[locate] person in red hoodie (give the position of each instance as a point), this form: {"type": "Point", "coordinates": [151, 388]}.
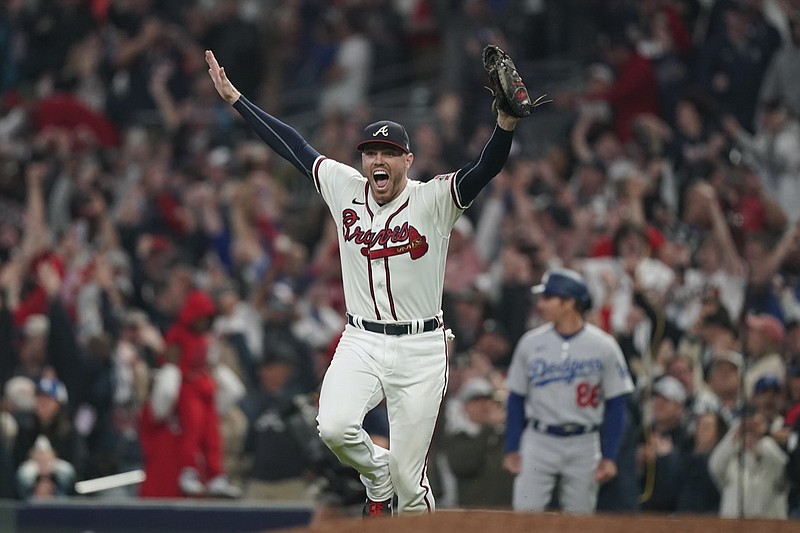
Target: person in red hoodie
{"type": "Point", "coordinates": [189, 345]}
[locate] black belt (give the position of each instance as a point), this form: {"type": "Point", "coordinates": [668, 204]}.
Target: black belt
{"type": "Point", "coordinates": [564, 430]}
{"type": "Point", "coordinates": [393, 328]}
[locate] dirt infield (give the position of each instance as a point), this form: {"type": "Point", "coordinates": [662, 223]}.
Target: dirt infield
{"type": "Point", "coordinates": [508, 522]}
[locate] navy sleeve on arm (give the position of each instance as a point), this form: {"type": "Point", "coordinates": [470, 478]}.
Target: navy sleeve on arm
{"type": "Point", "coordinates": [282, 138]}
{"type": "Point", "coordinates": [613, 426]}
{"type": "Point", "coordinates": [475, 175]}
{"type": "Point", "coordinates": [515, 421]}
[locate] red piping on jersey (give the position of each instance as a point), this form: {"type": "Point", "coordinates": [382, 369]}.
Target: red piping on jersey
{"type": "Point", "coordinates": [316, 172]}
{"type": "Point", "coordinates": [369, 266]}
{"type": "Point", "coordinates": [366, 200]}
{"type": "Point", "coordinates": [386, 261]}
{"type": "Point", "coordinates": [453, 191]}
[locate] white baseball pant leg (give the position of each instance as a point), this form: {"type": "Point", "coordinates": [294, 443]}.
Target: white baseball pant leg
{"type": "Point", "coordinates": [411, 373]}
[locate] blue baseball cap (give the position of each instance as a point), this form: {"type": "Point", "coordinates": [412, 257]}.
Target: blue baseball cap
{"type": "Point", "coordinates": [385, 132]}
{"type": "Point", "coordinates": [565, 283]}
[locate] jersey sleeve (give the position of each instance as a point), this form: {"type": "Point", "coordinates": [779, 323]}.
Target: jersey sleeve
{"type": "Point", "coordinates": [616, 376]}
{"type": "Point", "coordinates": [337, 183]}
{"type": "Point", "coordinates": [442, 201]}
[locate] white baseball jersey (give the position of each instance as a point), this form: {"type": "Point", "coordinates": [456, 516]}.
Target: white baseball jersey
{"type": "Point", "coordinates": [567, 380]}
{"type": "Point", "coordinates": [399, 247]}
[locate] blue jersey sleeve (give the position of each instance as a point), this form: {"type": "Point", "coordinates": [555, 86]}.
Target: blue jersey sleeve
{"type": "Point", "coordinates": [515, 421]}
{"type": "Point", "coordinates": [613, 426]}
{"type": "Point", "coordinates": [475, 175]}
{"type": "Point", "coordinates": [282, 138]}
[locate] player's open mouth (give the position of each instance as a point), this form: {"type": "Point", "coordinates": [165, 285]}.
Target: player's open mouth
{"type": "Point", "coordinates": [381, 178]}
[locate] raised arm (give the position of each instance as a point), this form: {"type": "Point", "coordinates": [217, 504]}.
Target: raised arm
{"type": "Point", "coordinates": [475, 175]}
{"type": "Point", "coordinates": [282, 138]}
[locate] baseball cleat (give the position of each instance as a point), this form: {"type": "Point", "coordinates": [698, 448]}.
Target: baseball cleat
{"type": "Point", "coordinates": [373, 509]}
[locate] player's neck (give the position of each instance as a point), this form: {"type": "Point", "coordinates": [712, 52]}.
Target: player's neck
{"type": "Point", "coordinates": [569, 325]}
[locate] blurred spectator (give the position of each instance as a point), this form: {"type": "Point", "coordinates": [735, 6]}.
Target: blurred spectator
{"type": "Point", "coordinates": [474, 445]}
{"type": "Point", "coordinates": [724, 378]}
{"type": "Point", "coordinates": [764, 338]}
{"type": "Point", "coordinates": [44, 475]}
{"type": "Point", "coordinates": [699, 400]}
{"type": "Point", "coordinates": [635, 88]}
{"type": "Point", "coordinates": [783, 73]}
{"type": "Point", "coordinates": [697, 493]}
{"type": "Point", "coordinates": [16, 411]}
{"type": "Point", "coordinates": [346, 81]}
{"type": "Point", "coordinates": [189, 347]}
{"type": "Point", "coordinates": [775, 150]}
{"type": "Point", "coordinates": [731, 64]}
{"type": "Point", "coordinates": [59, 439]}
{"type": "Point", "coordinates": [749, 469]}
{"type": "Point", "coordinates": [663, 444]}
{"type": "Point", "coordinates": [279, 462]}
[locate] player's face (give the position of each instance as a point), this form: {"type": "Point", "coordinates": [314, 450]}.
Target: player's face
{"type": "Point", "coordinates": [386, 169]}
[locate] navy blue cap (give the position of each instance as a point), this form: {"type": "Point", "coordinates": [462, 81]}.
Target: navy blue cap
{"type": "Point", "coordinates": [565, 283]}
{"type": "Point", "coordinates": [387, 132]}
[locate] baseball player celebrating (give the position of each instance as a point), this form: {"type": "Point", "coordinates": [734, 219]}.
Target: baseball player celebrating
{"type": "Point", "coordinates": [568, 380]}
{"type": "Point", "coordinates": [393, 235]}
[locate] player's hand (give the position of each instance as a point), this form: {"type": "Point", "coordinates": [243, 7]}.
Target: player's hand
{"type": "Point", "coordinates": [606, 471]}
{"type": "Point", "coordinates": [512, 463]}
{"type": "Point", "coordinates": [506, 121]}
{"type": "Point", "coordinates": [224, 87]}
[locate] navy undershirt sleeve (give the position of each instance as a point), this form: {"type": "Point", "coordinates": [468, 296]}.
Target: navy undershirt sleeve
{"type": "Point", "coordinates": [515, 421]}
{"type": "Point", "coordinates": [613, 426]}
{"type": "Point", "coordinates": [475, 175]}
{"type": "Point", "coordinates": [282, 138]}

# # # # # # #

◆ **GOAL OF THE EXERCISE**: Repeat, exactly as they stand above, the lines from the line with "Target: red piping on jersey" to the line with "[locate] blue jersey", both lines included.

◆ **OUTPUT BELOW**:
Target: red piping on jersey
{"type": "Point", "coordinates": [316, 172]}
{"type": "Point", "coordinates": [369, 266]}
{"type": "Point", "coordinates": [366, 200]}
{"type": "Point", "coordinates": [386, 261]}
{"type": "Point", "coordinates": [453, 191]}
[locate] white baseball pant leg (give the position of each instance as a point), this form: {"type": "Point", "coordinates": [294, 443]}.
Target: white baseball pant leg
{"type": "Point", "coordinates": [411, 373]}
[locate] blue baseball cap (give the position of each instance as a point), this form: {"type": "Point", "coordinates": [412, 257]}.
Target: blue baseball cap
{"type": "Point", "coordinates": [385, 132]}
{"type": "Point", "coordinates": [565, 283]}
[locate] jersey sleeve (give the position of each instance as a point), this form: {"type": "Point", "coordinates": [779, 323]}.
Target: jersey sleeve
{"type": "Point", "coordinates": [616, 376]}
{"type": "Point", "coordinates": [337, 183]}
{"type": "Point", "coordinates": [442, 201]}
[locate] white baseball jersey (give the position of each instance as a point), this form: {"type": "Point", "coordinates": [456, 516]}.
Target: white baseball jersey
{"type": "Point", "coordinates": [567, 380]}
{"type": "Point", "coordinates": [399, 247]}
[locate] blue jersey sleeve (give the position of each instance as a point), this form: {"type": "Point", "coordinates": [555, 86]}.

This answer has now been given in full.